▸ Your goal:
Set down the entries below once more, precisely as they stand.
BEGIN Data
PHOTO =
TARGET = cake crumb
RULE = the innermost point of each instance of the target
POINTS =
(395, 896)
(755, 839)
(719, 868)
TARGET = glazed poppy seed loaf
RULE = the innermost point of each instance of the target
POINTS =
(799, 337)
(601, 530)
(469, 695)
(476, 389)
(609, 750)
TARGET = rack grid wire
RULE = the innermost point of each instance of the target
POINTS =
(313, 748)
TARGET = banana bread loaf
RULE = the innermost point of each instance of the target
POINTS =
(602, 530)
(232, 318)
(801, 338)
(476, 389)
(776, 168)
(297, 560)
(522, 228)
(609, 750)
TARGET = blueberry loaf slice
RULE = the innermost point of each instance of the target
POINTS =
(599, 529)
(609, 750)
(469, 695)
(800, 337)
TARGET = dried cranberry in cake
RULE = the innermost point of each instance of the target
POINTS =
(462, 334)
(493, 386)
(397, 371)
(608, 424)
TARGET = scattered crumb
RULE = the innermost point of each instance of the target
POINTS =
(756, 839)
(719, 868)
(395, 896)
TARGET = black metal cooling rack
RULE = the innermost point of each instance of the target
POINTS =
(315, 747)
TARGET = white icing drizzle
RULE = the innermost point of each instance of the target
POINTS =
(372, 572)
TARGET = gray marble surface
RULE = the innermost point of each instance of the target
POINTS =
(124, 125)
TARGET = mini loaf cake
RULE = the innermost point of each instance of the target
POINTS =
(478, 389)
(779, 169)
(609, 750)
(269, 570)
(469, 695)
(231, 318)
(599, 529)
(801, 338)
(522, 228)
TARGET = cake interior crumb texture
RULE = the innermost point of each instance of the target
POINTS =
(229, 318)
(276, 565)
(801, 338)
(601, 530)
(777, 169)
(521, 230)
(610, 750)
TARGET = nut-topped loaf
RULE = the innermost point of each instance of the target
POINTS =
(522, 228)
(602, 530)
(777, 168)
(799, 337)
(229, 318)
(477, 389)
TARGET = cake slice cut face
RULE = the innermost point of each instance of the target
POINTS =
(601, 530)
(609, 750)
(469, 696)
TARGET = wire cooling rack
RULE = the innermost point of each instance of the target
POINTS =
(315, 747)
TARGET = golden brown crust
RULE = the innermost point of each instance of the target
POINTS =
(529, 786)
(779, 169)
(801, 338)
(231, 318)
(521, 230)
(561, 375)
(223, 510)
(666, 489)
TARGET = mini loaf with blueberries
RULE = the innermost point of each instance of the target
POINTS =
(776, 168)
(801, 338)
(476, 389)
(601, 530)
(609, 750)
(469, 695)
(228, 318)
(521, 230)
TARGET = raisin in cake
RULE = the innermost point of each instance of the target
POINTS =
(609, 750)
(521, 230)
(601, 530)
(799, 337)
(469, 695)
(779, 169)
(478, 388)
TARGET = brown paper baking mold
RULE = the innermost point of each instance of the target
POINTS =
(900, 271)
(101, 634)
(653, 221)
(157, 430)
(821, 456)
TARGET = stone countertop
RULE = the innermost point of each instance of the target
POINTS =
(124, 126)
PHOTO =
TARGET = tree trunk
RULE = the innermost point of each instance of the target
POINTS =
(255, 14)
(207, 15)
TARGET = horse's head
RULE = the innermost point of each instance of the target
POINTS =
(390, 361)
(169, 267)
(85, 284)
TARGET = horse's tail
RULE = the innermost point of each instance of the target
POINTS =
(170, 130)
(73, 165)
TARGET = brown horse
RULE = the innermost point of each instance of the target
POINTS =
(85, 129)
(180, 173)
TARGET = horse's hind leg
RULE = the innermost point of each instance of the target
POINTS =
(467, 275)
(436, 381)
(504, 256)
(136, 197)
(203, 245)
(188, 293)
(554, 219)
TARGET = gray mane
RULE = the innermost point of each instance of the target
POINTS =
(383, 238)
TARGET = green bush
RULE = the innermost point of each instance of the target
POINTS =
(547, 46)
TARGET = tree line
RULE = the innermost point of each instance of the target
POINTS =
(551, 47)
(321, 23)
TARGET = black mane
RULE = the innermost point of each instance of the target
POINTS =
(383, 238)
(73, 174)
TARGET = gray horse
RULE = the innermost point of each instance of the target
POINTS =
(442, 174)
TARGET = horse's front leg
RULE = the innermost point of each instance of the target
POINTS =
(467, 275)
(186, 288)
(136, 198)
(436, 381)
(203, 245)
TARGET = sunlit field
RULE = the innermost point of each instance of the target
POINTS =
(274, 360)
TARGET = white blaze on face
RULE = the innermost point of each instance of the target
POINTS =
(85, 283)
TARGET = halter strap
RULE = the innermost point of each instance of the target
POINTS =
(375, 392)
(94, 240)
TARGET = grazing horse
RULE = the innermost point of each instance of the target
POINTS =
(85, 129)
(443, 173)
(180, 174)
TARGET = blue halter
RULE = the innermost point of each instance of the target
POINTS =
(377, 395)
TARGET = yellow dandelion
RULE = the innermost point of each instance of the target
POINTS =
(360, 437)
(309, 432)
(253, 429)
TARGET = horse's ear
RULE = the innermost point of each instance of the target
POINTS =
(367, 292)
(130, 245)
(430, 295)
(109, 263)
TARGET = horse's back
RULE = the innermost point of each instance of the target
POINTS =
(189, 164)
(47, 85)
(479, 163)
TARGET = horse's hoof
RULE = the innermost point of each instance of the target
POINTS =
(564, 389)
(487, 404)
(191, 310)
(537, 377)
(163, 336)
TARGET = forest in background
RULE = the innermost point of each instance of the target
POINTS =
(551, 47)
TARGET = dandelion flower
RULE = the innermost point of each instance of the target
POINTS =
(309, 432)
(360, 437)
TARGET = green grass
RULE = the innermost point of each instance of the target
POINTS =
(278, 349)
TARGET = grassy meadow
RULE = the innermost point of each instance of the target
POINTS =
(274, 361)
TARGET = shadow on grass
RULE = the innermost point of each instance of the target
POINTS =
END Data
▸ Result of this task:
PHOTO =
TARGET = cake crumb
RULE = the innermost point of each instance of the target
POINTS =
(395, 896)
(755, 839)
(719, 868)
TARGET = glazed poppy seed loaf
RULE = the innermost point of each instance of the target
POINTS =
(799, 337)
(601, 530)
(469, 695)
(476, 389)
(609, 750)
TARGET = rack grid wire
RULE = the innermost point of each instance of the target
POINTS =
(313, 748)
TARGET = banana bread loaf
RULE = the innermost point of each instance of the target
POINTS =
(602, 530)
(232, 318)
(801, 338)
(476, 389)
(776, 168)
(297, 560)
(522, 228)
(609, 750)
TARGET = blueberry loaf slice
RULE = the innermost point of each instance of the target
POINTS =
(599, 529)
(609, 750)
(469, 695)
(800, 337)
TARGET = dried cranberry in cake
RULE = the innermost point of each instance of the target
POINTS =
(462, 334)
(493, 386)
(397, 371)
(608, 424)
TARGET = scattered crumb
RULE = the innermost point of each instance of the target
POINTS =
(756, 839)
(719, 868)
(395, 896)
TARGET = black metal cooling rack
RULE = the innermost point of each instance of the target
POINTS =
(315, 747)
TARGET = white icing drizzle
RULE = the innermost point of each instance of the target
POINTS =
(372, 572)
TARGET = gray marble surface
RULE = the innermost point of each instance of the target
POINTS =
(124, 125)
TARGET = mini loaf cake
RULE = the innermost point of each instance of the target
POINTS =
(478, 389)
(779, 169)
(609, 750)
(269, 570)
(469, 695)
(231, 318)
(599, 529)
(801, 338)
(522, 228)
TARGET = cake interior crumb texture
RULE = the innermost point of each instance of the target
POINTS =
(229, 318)
(276, 565)
(801, 338)
(601, 530)
(777, 169)
(521, 230)
(610, 750)
TARGET = nut-topped loaf
RULE = the innermost point of each instance of the target
POINTS =
(522, 228)
(602, 530)
(777, 168)
(799, 337)
(229, 318)
(477, 389)
TARGET = cake slice cut face
RULE = the innermost point of each instance of the target
POINTS =
(601, 530)
(609, 750)
(469, 696)
TARGET = wire cooling rack
RULE = the innermost point of each instance of the target
POINTS =
(315, 747)
TARGET = golden brown crust
RULE = the innermost point of each instance of the target
POINTS =
(529, 786)
(779, 169)
(801, 338)
(231, 318)
(521, 230)
(561, 375)
(223, 510)
(666, 489)
TARGET = mini loaf with blueberries
RULE = the innermost point of each instance of the target
POINTS =
(776, 168)
(801, 338)
(476, 389)
(601, 530)
(609, 750)
(469, 695)
(228, 318)
(521, 230)
TARGET = raisin in cake
RULE = the innermost point of each instance of the target
POINTS =
(609, 750)
(521, 230)
(601, 530)
(799, 337)
(469, 695)
(779, 169)
(478, 388)
TARGET = brown paper baking mold
RULE = the innermost point of each instance of the target
POINTS =
(900, 271)
(101, 634)
(653, 221)
(157, 430)
(821, 456)
TARGET = stone countertop
RULE = the innermost point of each instance of the target
POINTS =
(124, 126)
PHOTO =
TARGET = tree trunk
RULE = the innermost point of each instance of the target
POINTS =
(255, 14)
(207, 15)
TARGET = horse's head
RULE = the innermost point of each instance of the target
POINTS =
(390, 361)
(169, 267)
(85, 284)
TARGET = horse's tail
RULE = the innermost point of each instance of the target
POINTS =
(170, 130)
(73, 165)
TARGET = brown horse
RULE = the innermost point of each instance of the target
POINTS =
(85, 129)
(180, 173)
TARGET = horse's hind leg
RULE = the innermost point of each instance of the target
POINTS =
(467, 275)
(436, 381)
(504, 256)
(136, 197)
(203, 245)
(188, 293)
(554, 219)
TARGET = gray mane
RULE = the innermost point of each instance of the target
POINTS =
(383, 238)
TARGET = green bush
RULE = the innermost point of each instance of the target
POINTS =
(547, 46)
TARGET = tree line
RULE = the innermost point of each instance of the target
POINTS =
(551, 47)
(321, 23)
TARGET = black mane
RULE = the innermost point of each instance of the target
POINTS =
(383, 238)
(73, 174)
TARGET = gray horse
RULE = the innermost point of each instance of the target
POINTS =
(442, 174)
TARGET = horse's front leg
RULE = the innermost point of each instance of the target
POINTS =
(467, 275)
(186, 288)
(136, 198)
(436, 381)
(203, 245)
TARGET = sunlit field
RULE = the innermost point of each instance of the target
POINTS =
(274, 360)
TARGET = white blaze on face
RULE = the innermost point of each instance of the target
POINTS =
(85, 283)
TARGET = halter strap
RULE = the innermost point of each instance of the target
POINTS =
(375, 392)
(94, 240)
TARGET = grazing horse
RULE = the innermost point of each instance of the target
POINTS =
(85, 129)
(443, 173)
(180, 174)
TARGET = blue halter
RULE = the innermost point of each instance of the target
POINTS =
(377, 395)
TARGET = yellow dandelion
RULE = the innermost point of each instance of the target
POINTS =
(360, 437)
(309, 432)
(253, 429)
TARGET = horse's ear
RULE = the innermost point of each instance of the target
POINTS =
(367, 292)
(130, 245)
(430, 295)
(109, 263)
TARGET = horse's back
RULE = the innermost point of each instance of the target
POINTS =
(189, 164)
(47, 85)
(479, 163)
TARGET = horse's hoof
RULE = the innermost point of each instance of the target
POINTS =
(564, 389)
(487, 404)
(191, 310)
(537, 377)
(163, 336)
TARGET = forest in background
RULE = the innermost point of each instance of the target
POINTS =
(551, 47)
TARGET = dandelion flower
RULE = the innermost point of each instance of the target
POINTS =
(309, 432)
(360, 437)
TARGET = green grass
RULE = the innermost point of each instance of the target
POINTS =
(278, 349)
TARGET = grassy meadow
RULE = the innermost point of each instance of the target
POINTS =
(274, 361)
TARGET = shadow on grass
RULE = the innermost point of each instance of the target
POINTS =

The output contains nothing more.